→ The problem: Start your answer with the line containing "Where can the potted" and end it with the last line of the records below, retyping every line between exactly and adding nothing.

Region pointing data
^^^^^^^^
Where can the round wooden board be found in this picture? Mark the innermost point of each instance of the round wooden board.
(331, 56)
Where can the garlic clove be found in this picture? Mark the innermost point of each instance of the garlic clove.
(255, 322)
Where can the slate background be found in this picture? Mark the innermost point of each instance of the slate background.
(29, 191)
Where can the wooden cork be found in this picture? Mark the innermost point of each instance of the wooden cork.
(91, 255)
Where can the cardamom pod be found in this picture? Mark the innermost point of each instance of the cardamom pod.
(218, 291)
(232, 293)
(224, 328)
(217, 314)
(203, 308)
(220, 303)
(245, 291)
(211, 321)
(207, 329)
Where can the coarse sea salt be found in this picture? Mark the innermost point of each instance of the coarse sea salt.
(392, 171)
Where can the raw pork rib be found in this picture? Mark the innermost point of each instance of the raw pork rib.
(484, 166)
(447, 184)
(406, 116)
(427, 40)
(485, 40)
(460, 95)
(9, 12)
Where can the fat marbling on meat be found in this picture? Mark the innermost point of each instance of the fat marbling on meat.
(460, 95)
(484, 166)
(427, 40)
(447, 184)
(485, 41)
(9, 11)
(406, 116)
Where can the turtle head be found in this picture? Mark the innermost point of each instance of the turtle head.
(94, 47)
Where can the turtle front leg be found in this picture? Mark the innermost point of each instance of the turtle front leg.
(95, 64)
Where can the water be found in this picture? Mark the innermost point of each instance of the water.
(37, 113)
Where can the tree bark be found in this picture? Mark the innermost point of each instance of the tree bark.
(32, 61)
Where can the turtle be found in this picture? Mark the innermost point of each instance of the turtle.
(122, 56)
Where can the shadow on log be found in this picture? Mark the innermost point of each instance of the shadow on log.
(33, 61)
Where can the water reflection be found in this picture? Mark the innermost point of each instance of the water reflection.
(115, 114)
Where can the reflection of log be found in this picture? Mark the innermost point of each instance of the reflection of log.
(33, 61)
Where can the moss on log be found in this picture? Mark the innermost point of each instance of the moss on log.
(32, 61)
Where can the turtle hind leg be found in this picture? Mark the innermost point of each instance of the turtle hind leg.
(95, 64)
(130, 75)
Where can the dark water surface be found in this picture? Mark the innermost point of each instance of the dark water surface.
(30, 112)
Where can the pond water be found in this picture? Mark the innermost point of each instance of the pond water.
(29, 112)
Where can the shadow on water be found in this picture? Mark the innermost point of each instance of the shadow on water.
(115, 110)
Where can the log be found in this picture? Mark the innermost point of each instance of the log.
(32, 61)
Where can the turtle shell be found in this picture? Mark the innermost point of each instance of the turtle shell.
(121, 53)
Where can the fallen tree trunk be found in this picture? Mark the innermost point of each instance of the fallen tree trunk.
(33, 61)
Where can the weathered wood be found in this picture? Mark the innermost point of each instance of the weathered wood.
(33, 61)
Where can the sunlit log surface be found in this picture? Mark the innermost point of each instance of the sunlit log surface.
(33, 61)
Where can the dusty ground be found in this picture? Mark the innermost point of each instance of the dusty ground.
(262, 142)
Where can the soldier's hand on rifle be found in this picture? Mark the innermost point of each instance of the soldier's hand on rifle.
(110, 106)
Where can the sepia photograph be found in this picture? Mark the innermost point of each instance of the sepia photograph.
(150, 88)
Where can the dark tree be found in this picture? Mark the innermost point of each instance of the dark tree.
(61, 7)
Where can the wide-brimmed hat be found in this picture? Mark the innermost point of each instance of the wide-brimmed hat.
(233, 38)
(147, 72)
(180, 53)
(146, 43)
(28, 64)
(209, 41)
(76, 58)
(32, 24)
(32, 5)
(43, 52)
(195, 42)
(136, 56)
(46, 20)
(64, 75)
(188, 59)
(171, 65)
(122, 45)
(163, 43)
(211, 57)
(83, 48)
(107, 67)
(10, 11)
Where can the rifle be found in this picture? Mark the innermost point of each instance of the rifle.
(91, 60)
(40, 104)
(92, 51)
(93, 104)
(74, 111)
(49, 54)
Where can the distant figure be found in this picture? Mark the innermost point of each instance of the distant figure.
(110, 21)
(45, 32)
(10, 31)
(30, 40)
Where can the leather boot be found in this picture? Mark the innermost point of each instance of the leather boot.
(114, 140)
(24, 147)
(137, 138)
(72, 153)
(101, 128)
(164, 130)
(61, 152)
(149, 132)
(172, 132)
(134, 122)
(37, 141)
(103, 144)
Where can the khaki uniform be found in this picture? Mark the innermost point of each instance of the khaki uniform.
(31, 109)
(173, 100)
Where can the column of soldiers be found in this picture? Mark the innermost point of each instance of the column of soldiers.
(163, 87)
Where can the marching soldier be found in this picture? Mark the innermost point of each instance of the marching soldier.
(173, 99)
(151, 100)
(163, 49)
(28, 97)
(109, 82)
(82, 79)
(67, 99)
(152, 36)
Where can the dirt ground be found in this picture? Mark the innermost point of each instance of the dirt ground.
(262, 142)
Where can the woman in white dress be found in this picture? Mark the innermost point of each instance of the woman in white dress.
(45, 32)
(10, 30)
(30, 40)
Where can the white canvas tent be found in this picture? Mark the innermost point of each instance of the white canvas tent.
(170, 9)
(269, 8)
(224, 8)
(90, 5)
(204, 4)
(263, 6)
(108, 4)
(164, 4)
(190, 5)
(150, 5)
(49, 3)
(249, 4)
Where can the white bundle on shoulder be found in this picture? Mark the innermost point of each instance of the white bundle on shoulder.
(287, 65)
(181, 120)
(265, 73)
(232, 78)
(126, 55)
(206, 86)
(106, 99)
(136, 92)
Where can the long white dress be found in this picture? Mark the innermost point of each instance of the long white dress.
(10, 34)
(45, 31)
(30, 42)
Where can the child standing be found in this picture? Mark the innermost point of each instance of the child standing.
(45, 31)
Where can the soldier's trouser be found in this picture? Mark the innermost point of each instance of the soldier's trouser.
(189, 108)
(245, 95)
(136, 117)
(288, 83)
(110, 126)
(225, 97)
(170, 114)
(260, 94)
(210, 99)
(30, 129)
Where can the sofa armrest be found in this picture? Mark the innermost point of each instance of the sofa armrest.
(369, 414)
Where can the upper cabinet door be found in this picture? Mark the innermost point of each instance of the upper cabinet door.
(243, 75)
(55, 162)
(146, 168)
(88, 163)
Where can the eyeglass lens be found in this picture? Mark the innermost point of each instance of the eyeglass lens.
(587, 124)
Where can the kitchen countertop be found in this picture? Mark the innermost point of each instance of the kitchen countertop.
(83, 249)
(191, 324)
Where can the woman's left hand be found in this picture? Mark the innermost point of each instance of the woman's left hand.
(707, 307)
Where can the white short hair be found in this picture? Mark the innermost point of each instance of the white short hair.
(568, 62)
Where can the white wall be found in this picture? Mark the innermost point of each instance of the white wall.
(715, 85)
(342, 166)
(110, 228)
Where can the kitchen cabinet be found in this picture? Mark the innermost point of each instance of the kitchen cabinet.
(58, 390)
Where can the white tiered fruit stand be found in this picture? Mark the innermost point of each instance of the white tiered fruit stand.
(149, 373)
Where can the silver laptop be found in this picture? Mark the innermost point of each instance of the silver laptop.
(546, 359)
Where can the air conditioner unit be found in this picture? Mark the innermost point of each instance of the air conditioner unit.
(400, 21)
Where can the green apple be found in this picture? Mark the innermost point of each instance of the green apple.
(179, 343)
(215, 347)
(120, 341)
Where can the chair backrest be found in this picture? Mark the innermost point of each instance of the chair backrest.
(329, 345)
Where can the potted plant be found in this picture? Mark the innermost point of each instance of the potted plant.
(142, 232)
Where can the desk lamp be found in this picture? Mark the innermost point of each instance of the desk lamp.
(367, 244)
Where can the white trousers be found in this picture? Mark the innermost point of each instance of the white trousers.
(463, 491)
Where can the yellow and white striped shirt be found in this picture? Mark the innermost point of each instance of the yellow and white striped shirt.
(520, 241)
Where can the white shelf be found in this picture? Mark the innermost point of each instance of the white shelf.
^^^^^^^^
→ Written solution:
Where can the potted plant be found in this picture? Mark the innermost point of each instance of the potted plant.
(142, 232)
Where can the desk lamp be found in this picture? Mark the innermost point of each instance of the desk lamp.
(367, 244)
Where can the white trousers be found in this picture? Mark the innermost point of each instance of the white trousers.
(463, 491)
Where can the yellow and white striped shirt be found in this picture? Mark the innermost point of each instance of the yellow and white striped shirt.
(520, 241)
Where can the white shelf be found in this picture? Mark the innermost point of each instance of the white shelf.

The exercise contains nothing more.